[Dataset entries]
+ + +

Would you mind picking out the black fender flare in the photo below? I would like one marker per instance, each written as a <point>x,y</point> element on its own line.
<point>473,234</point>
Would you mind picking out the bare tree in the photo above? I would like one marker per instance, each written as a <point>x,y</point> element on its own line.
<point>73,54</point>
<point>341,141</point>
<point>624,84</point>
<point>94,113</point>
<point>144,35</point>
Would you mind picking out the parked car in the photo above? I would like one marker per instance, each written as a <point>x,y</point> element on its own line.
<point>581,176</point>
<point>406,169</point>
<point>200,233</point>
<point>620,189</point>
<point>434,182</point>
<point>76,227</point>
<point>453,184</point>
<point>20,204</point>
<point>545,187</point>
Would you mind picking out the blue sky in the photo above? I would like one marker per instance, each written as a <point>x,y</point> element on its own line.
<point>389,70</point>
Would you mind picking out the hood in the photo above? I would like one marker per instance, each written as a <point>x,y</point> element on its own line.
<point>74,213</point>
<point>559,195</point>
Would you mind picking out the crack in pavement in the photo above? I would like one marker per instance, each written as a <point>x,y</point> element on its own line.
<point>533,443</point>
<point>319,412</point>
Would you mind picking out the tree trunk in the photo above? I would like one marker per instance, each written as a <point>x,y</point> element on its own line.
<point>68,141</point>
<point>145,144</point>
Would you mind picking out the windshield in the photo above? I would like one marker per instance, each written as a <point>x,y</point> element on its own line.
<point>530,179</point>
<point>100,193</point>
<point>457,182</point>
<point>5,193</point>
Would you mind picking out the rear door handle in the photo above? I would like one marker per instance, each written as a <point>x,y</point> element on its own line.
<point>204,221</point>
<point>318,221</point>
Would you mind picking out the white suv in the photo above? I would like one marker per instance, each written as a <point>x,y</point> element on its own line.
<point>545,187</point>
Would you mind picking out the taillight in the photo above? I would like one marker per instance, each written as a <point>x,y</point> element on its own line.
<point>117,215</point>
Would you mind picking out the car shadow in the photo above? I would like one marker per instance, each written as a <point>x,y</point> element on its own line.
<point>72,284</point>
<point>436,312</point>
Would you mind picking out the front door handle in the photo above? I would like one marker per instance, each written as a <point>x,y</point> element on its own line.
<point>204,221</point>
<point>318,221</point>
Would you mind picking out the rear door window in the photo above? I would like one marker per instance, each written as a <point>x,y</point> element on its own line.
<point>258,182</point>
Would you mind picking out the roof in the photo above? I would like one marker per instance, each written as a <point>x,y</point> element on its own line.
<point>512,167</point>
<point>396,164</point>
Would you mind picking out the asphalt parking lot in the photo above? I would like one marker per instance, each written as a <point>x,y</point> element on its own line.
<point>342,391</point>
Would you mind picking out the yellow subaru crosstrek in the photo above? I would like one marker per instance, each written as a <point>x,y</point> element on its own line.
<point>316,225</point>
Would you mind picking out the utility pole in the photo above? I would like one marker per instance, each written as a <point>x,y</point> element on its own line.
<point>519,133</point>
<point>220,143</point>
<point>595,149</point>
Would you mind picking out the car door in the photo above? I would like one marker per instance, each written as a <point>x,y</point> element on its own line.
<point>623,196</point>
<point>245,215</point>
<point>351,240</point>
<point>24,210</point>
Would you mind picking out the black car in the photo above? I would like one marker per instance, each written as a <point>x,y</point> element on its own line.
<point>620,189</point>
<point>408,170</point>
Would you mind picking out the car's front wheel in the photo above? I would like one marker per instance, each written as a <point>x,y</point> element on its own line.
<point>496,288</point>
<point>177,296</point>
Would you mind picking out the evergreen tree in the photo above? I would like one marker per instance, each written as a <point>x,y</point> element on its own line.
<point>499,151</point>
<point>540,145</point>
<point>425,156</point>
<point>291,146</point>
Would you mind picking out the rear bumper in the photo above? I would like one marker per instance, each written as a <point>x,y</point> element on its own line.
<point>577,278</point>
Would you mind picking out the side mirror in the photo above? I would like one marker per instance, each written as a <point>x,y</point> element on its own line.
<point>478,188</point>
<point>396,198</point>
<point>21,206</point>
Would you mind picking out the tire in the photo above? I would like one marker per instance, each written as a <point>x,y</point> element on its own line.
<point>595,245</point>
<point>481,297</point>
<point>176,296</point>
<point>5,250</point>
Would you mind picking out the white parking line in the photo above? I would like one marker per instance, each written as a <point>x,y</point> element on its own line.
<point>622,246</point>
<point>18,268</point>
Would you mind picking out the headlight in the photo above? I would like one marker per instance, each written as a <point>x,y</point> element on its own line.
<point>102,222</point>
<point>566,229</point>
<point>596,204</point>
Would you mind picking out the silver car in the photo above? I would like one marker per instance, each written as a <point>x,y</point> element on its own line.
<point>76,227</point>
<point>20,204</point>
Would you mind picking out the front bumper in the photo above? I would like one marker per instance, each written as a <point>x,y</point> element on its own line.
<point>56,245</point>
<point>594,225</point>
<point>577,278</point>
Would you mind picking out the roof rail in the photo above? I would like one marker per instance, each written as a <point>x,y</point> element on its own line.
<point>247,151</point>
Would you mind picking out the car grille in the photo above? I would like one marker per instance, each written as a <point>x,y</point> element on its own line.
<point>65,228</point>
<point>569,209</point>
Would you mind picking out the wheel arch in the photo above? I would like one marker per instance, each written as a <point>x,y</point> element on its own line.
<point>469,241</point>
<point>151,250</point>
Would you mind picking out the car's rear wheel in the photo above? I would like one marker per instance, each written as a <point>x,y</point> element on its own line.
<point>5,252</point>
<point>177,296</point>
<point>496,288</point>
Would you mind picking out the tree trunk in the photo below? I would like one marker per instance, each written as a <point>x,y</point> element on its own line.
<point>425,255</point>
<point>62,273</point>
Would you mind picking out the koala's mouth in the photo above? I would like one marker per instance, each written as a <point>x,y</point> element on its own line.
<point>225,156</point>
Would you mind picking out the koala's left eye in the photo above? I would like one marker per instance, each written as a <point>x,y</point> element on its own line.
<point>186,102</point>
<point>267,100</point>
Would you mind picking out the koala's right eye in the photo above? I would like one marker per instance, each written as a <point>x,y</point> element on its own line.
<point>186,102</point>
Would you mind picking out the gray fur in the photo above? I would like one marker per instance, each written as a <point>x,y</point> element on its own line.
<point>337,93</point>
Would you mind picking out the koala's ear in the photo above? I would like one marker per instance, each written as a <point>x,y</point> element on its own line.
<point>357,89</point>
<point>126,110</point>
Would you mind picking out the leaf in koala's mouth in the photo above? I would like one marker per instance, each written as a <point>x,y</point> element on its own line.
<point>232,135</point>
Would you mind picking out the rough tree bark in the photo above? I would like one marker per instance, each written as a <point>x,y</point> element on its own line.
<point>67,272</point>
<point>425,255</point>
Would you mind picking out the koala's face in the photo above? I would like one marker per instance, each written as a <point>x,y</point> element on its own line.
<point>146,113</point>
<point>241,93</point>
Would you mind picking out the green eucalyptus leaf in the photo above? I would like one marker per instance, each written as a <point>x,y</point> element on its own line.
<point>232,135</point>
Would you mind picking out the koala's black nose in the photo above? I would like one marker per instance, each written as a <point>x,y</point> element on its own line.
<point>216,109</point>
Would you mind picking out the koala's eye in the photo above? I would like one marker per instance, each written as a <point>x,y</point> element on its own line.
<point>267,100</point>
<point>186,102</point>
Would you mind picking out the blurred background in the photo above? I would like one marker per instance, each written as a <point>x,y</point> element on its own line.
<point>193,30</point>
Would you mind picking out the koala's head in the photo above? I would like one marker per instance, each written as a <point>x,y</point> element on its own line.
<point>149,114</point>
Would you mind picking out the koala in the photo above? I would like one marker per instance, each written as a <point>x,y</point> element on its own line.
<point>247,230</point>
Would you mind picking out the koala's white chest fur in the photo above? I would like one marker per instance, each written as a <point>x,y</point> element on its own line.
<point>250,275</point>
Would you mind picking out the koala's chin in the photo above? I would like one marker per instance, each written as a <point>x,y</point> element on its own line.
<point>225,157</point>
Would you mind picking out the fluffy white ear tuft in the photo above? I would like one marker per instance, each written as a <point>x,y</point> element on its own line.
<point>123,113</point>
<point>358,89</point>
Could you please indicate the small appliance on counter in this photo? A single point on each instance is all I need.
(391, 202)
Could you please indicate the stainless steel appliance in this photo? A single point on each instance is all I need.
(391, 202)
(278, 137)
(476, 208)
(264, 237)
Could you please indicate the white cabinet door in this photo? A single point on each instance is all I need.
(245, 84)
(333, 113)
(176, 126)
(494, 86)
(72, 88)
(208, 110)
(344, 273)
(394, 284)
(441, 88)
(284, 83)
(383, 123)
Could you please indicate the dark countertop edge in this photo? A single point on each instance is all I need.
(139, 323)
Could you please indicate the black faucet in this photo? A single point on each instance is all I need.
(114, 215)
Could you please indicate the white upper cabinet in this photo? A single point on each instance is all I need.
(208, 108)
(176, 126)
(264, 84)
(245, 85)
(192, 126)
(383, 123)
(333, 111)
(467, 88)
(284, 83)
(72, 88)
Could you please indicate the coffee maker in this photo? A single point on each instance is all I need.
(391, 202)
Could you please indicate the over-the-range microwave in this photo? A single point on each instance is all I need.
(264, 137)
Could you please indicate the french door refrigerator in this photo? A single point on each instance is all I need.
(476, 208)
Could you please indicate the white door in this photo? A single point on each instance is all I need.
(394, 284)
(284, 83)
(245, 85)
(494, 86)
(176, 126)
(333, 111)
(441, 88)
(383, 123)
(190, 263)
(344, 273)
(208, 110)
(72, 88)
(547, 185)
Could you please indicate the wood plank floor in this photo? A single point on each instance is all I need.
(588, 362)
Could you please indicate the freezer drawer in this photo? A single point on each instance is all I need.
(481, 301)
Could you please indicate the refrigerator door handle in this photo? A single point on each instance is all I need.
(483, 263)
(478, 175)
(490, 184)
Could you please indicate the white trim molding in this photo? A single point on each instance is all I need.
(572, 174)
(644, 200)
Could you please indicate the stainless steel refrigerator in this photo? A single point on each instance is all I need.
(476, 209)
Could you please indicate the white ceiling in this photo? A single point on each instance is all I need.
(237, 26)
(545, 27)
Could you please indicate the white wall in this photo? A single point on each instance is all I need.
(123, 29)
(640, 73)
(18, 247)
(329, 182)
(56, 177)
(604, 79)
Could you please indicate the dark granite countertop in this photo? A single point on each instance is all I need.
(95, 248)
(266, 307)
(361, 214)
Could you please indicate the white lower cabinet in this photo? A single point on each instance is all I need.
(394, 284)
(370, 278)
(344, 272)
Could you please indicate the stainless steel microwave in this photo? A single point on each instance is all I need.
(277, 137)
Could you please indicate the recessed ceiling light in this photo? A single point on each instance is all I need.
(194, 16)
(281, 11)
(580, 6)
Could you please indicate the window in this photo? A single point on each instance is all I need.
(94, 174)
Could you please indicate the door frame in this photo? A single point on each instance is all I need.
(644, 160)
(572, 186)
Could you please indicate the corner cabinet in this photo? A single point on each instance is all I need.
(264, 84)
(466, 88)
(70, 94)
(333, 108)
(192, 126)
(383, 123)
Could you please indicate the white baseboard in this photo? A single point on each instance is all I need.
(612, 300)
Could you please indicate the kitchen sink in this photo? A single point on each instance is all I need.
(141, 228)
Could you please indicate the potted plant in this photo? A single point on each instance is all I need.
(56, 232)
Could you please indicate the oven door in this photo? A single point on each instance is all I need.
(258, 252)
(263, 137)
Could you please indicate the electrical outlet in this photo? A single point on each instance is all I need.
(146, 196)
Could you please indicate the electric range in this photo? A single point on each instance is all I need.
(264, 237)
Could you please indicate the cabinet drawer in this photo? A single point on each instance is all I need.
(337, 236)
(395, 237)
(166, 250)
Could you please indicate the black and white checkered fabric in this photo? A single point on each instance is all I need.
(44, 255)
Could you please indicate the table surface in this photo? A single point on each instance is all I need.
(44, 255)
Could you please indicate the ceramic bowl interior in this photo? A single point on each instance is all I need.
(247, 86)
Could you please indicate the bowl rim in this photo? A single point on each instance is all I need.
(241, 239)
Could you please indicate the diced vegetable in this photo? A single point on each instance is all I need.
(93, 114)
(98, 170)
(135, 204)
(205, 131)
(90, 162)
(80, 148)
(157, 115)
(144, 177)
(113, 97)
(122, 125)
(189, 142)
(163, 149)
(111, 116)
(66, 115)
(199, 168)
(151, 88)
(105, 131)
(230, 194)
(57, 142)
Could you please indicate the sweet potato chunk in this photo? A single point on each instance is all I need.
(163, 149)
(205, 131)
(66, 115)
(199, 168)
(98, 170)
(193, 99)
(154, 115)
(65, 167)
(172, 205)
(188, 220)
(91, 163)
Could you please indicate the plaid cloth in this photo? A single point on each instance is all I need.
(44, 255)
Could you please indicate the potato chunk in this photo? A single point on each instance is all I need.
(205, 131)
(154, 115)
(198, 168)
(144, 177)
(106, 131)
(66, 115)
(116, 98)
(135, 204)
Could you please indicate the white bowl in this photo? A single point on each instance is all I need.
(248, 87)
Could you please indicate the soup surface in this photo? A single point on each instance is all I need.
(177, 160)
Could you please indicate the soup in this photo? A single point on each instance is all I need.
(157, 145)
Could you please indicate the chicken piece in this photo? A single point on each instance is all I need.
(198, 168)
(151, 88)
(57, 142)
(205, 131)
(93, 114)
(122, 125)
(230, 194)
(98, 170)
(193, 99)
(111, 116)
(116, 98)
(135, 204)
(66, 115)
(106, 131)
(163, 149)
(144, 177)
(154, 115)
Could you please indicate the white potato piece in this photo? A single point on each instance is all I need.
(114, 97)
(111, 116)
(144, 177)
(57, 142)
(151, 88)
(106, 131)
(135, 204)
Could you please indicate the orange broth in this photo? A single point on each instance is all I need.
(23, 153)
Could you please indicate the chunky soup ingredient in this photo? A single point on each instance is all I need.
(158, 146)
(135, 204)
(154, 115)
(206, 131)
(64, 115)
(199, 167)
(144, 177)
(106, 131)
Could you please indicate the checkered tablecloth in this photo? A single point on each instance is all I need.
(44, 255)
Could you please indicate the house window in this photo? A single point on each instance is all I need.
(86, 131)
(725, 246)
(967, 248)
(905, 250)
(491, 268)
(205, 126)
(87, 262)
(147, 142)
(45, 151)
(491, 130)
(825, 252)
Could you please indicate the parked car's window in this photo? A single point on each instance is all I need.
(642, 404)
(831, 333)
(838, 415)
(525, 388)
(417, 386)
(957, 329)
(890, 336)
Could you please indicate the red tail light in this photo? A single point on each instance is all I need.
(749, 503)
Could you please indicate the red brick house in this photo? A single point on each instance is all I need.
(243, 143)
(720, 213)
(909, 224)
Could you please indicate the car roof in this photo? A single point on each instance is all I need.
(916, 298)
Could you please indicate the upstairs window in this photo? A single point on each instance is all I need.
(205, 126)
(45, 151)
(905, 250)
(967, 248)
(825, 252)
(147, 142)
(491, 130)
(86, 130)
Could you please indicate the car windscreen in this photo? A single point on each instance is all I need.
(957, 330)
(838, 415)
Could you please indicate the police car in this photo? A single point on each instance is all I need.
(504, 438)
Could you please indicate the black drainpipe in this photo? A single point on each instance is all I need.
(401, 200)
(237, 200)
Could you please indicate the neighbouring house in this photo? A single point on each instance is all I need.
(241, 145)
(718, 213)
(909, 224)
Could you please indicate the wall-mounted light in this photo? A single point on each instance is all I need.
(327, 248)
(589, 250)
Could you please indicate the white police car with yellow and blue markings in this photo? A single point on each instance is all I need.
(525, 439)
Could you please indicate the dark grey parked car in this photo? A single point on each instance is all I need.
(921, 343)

+ + +

● GOAL OF THE EXERCISE
Only those lines running from the one containing "Could you please indicate the dark grey" through the last line of the data above are to be copied, exactly, with both ends included.

● EXERCISE SOLUTION
Could you please indicate the dark grey parked car in this photo? A single point on each instance is all I need.
(921, 343)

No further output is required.